### Short exercise
Reproduce word for word the lines of the records below, from the line containing "Practice. Pick out the grassy" through the end of the records, both included. Leave the pictures out of your answer.

### Data rows
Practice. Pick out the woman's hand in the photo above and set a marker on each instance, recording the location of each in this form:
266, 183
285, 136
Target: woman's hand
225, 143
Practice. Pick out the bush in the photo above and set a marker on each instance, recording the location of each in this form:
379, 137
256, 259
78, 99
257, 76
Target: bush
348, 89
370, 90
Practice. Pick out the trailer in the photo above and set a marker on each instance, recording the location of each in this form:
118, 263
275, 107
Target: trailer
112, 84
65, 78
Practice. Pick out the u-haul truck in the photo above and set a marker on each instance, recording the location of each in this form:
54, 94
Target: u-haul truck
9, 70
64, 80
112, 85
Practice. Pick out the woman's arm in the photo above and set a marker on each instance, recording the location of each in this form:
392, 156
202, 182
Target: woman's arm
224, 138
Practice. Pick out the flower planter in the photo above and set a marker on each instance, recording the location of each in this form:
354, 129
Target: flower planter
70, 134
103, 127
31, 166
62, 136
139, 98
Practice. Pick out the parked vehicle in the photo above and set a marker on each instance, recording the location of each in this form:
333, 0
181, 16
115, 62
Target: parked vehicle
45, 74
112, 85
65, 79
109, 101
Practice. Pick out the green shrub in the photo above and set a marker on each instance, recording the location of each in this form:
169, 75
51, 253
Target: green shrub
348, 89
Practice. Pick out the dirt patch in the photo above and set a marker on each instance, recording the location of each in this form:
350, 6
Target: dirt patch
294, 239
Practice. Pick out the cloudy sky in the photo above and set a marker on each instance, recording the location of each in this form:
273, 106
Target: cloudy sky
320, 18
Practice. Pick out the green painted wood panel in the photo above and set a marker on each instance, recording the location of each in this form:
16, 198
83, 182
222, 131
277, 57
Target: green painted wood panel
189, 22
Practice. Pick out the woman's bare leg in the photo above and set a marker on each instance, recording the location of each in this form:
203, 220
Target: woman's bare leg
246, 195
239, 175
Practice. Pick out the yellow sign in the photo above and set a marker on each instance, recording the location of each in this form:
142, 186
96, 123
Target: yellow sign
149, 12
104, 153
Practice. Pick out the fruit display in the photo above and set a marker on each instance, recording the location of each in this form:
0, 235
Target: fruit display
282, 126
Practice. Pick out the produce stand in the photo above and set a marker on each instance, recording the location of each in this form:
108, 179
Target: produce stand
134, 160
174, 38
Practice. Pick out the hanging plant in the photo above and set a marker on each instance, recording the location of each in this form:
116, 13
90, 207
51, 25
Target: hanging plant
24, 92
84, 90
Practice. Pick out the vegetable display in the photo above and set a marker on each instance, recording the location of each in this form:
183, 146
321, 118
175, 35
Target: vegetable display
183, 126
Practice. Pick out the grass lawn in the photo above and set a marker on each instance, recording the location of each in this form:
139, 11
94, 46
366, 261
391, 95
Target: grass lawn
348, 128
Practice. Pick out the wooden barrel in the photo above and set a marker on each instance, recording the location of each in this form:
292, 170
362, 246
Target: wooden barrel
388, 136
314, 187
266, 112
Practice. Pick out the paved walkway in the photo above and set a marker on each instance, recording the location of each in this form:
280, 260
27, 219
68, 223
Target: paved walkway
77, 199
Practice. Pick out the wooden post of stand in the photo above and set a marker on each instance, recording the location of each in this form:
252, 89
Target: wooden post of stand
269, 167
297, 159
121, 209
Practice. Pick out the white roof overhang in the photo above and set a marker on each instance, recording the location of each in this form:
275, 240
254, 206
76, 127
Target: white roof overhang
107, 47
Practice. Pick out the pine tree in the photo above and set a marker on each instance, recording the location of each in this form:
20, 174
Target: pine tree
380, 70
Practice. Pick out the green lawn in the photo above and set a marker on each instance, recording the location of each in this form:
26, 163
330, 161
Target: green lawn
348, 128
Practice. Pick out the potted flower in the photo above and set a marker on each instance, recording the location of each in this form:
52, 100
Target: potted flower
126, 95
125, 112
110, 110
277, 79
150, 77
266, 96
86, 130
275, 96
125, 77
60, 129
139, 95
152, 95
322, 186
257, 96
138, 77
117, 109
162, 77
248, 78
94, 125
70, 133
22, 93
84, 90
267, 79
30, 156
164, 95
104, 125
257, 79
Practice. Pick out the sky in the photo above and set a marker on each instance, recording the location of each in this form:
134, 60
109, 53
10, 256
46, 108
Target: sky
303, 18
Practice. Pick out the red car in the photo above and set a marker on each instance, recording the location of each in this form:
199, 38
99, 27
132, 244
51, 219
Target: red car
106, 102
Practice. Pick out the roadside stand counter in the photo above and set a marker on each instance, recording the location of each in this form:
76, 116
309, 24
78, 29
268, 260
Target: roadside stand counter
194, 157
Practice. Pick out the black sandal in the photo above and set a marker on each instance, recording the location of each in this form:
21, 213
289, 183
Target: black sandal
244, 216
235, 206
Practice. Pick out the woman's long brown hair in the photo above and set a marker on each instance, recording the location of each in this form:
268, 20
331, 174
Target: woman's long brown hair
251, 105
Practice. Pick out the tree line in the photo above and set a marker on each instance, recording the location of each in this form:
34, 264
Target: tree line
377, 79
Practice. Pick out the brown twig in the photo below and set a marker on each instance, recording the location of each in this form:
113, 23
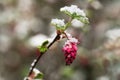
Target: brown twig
41, 54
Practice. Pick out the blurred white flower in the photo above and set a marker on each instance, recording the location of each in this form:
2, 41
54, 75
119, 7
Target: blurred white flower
103, 78
73, 9
58, 22
113, 34
37, 40
77, 23
36, 71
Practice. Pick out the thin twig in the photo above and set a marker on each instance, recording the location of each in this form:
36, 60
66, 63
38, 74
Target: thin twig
41, 54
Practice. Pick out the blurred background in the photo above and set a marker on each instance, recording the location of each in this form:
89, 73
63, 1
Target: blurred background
25, 24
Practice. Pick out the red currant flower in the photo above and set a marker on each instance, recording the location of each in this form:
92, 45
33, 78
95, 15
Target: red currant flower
70, 50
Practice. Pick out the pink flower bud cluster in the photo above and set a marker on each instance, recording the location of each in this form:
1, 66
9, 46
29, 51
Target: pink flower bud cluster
70, 50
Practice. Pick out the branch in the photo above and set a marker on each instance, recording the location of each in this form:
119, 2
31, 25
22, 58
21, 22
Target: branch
34, 63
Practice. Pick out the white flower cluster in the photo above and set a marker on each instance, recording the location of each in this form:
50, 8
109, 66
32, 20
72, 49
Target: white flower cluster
58, 22
76, 23
73, 9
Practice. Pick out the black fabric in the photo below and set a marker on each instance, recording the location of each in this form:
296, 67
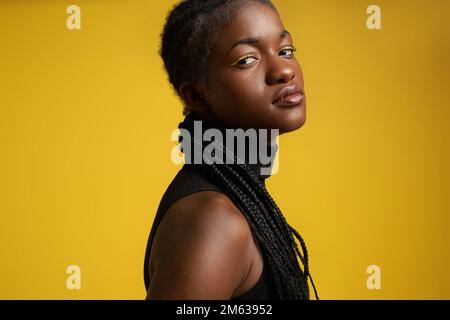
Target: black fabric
189, 180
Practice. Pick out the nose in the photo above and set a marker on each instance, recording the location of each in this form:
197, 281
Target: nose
279, 71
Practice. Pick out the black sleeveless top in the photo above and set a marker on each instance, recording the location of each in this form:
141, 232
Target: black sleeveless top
187, 181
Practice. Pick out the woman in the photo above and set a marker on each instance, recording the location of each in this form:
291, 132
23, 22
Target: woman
223, 237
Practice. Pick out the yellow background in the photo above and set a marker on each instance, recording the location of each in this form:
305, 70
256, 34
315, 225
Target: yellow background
86, 118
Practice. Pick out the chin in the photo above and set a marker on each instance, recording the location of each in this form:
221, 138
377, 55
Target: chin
294, 122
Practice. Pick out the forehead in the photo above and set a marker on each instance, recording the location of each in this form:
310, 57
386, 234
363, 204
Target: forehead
253, 19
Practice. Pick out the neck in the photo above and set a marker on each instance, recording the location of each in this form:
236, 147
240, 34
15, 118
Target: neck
256, 148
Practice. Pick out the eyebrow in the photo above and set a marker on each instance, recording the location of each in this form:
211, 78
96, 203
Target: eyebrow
252, 40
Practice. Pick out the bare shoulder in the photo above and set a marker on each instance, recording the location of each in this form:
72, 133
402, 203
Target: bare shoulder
202, 249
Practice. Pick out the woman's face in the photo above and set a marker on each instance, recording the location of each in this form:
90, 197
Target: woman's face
245, 78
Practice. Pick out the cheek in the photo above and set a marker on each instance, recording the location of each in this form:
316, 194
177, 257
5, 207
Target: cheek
238, 94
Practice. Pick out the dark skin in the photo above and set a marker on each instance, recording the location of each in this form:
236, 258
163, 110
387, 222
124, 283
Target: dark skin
204, 248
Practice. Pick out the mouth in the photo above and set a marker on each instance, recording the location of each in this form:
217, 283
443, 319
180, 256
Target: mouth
289, 96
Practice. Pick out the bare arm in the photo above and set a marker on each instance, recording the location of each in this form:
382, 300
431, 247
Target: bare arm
203, 250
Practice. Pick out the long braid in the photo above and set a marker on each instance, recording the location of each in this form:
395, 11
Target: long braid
186, 46
264, 217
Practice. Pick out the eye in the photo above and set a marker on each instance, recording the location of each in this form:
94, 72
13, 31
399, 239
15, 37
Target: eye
242, 61
289, 49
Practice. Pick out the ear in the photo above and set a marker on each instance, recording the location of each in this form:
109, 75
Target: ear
192, 95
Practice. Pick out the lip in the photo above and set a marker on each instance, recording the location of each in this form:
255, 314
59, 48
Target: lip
289, 96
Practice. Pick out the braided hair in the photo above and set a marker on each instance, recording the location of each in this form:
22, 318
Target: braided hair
186, 45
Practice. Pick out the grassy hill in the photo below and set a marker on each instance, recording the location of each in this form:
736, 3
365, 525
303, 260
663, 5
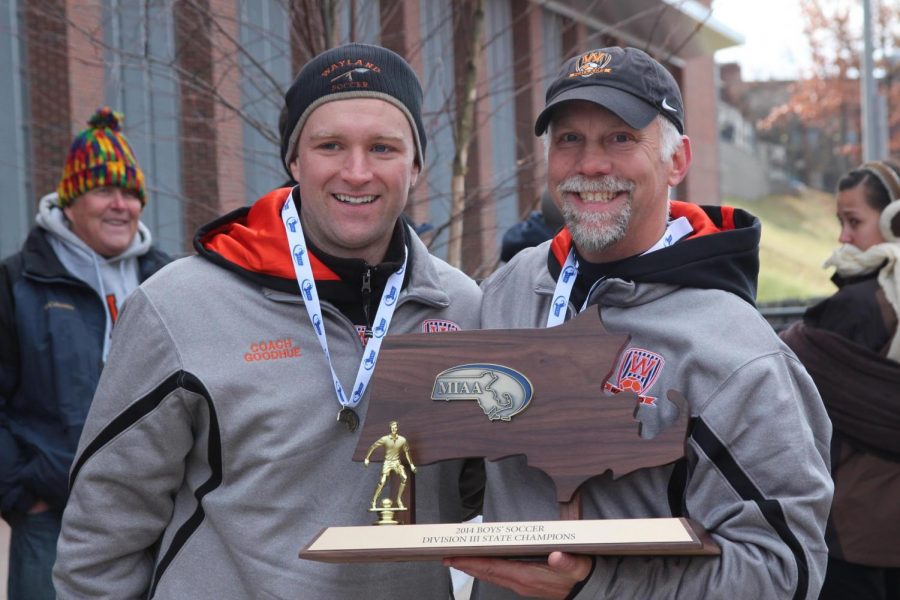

### Correct response
Practice. Pick out the grassy hill in the photo below and set a marker on each instance, recording the location of each in this form:
736, 3
365, 525
303, 260
663, 5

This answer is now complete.